DOCUMENT TEXT:
———

This is one of the few times I went into a movie knowing absolutely nothing about it. All I knew was that Paul Thomas Anderson, the mind behind “There Will Be Blood,” “Boogie Nights” and “Magnolia,” directed it and that this is supposedly Daniel Day-Lewis’ last film role. What I got out of this was a film that didn’t immediately seem attractive to me by setting it in the world of women’s dressmaking (if there’s one thing in this world I don’t care to learn about, it is fashion), yet “Phantom Thread” takes a strange psychological thriller turn that almost feels like a dark modern fairy tale.
In a odd way, you have to respect “Phantom Thread” for taking a subject that would turn most people away and making it into a film that’s hard to take your eyes off of. P.T. Anderson does this by creating an unsettling atmosphere and giving the film a meticulously slow pace, almost like we can see the rusty gears in these characters heads turning methodically. It also helps that Daniel Day-Lewis’ performance adds a layer of quiet class, while still coming off as questionably creepy when left to his own devices. In fact, that’s the word I would use to describe “Phantom Thread” – creepy.
Set in 1950s England, Reynolds Woodcock (Day-Lewis) is one of the most prestigious dress makers in the world, crafting all sorts of gorgeous ball gowns and wedding dresses for the most elegant women around the globe. Reynolds is a skilled designer who likes to keep to himself and his work, but is also very controlling and set in his ways. He keeps having dreams about his mother watching over him from heaven, causing him to lose focus on his work. His equally controlling sister Cyril (Lesley Manville) orders him to take a break and stay out in their old home on the country side, which he does and has a chance encounter with a waitress at the local restaurant, Alma (Vicky Krieps). The two hit it off, even after he introduces her to the world of fashion, but things very quickly become tense and awkward as their lives become more and more integrated.

———

TASKS TO COMPLETE:
[A] List every film the Phantom Thread review names as directed by Paul Thomas Anderson.
[B] According to the Phantom Thread review, how does the film turn a subject that would put most people off into something hard to look away from?
[C] Resume the Phantom Thread review from where it stops.

———

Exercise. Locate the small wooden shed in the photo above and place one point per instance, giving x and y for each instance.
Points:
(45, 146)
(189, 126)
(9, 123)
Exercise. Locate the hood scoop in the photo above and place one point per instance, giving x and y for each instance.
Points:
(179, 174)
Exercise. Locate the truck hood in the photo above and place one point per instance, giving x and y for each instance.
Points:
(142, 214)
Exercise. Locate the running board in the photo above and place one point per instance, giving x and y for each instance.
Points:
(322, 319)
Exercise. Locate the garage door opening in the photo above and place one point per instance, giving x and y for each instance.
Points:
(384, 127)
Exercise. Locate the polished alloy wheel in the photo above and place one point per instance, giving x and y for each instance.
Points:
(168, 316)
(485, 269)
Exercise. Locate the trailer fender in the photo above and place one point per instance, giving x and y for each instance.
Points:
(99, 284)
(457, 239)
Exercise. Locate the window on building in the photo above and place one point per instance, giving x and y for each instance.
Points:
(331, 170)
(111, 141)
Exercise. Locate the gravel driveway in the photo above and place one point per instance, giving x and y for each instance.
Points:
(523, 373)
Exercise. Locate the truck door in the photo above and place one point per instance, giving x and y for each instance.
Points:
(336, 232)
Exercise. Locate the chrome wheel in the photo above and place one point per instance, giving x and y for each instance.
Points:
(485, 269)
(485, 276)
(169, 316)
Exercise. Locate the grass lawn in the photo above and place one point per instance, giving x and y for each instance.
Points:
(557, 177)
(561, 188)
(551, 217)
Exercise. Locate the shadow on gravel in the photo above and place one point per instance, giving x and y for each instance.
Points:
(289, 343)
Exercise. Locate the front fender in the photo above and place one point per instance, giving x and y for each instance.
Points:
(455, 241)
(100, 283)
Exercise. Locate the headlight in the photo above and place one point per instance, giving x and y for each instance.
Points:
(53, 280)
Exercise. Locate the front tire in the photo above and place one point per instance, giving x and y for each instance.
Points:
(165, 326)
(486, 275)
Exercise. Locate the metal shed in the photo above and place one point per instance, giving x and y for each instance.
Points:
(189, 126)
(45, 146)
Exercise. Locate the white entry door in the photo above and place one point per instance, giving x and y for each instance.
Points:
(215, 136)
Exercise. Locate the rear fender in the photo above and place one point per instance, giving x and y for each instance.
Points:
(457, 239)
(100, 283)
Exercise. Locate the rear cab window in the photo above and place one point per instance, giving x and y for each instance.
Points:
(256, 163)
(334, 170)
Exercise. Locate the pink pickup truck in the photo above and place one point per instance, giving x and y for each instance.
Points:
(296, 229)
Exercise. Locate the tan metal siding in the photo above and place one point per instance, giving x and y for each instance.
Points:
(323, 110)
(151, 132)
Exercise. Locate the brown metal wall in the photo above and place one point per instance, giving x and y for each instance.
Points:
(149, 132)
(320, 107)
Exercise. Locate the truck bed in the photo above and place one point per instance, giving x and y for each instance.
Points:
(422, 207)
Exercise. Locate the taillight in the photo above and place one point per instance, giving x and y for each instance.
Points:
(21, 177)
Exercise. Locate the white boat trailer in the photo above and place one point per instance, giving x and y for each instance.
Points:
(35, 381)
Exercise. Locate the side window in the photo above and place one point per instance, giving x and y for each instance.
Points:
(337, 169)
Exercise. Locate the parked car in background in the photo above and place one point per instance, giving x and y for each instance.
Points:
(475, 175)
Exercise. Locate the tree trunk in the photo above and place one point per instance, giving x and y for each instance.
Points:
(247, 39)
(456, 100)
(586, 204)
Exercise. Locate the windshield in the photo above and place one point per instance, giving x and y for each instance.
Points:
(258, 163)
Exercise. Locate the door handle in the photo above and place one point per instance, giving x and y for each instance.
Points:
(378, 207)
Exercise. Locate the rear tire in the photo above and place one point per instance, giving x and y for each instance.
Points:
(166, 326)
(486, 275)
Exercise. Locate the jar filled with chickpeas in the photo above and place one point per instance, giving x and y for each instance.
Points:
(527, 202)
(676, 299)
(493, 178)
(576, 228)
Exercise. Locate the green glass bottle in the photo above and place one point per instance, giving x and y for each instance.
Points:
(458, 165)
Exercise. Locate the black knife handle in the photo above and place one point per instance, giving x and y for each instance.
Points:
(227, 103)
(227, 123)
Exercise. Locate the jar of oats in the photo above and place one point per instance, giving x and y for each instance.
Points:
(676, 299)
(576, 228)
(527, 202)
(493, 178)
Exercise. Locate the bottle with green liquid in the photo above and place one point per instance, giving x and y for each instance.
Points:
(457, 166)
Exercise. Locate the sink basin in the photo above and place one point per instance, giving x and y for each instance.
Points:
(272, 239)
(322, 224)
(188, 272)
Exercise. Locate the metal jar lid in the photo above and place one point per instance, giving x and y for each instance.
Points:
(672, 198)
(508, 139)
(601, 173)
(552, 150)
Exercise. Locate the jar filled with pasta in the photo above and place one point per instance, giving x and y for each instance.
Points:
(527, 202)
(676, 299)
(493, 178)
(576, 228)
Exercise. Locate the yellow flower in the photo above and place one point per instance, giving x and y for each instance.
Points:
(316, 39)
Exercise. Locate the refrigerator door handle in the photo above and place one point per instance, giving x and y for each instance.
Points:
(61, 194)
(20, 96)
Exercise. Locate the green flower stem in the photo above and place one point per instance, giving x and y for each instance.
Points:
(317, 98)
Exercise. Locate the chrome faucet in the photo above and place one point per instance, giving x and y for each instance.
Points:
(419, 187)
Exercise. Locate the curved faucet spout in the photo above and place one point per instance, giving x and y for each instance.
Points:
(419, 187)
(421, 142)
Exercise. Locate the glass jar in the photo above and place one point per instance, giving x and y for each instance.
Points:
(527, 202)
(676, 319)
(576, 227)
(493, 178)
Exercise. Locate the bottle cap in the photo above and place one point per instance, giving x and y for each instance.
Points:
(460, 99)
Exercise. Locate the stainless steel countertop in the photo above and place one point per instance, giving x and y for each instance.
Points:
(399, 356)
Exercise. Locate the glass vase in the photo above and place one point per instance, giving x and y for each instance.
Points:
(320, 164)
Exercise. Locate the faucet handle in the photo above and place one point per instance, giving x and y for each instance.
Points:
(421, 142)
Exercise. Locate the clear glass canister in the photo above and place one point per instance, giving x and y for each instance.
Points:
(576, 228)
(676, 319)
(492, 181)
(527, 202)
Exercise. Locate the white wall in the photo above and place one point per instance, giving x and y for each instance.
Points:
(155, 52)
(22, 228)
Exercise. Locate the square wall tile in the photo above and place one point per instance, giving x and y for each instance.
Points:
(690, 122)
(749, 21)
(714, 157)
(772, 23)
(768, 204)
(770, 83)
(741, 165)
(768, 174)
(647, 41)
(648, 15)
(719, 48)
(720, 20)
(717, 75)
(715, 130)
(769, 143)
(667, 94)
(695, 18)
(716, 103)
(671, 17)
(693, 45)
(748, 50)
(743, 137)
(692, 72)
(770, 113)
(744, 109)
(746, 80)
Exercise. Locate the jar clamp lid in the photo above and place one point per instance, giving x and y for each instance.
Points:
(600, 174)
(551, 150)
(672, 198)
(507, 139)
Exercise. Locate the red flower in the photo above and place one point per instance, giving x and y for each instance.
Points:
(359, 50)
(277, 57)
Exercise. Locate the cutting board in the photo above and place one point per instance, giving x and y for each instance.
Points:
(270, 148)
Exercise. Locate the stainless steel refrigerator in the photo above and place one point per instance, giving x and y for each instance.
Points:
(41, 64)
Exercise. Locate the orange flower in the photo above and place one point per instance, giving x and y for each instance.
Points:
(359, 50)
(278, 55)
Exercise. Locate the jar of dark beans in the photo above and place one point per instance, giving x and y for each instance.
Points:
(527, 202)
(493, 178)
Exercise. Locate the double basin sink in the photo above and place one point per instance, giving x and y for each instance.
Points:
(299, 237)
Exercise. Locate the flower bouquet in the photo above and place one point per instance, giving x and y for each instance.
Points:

———

WRITTEN ANSWERS:
[A] There Will Be Blood, Boogie Nights, Magnolia, Phantom Thread

[B] P.T. Anderson creates an unsettling atmosphere and gives the film a meticulously slow pace, so the characters' thinking seems to turn methodically. Daniel Day-Lewis' performance also helps. It adds a layer of quiet class while still seeming questionably creepy.

[C]
A lot of the power in “Phantom Thread” comes from what isn’t said or addressed, or rather what is said through the fashion and the quiet distance between these characters. Reynolds and Alma’s relationship is one built on passion and admiration, but at the same time they hardly address the hidden contempt they feel for each other outside of the dresses and garments.
But the strangest relationship of all is between Reynolds and his sister Cyril and how it comes across like they share the same mind at times. How there’s this undeniable love and trust between the two of them, built on years of growth and business, yet at the same time an undertone that there might be something more than that, which goes unaddressed, only adding to the creepy factor as Cyril looks at Alma like she’s contemplating how to kill her.
Oddly enough, the main reason “Phantom Thread” works as a strange eerie thriller is because of P.T. Anderson’s direction. Even though he’s never made a film quite like this, only he could handle this subject with such personal passion and yet a flawed hubris.
He always paints his characters in such a selfish light that makes it hard to root for them, like Daniel Planview in “There Will Be Blood” or Frank Mackey in “Magnolia,” but at the same time there’s an undeniable strive for greatness in all his characters that make them so human. Reynolds Woodcock and Alma are the essence of that, set in a cutthroat world while the two make that world more difficult for the other.
Overall, “Phantom Thread” was not at all what I expected it to be, but was enthralling nonetheless. The atmosphere is toxic and unnerving, and the slow pacing only makes the mood more unsettling. The three lead performances are subtle when they need to be, and over-the-top to make the more dramatic moments stand out. Anderson’s direction is the icing on the cake to make this the best thriller in recent memory. Even if you know nothing about this movie like I did, or turned away because of the subject matter, I would suggest giving “Phantom Thread” another chance to impress you.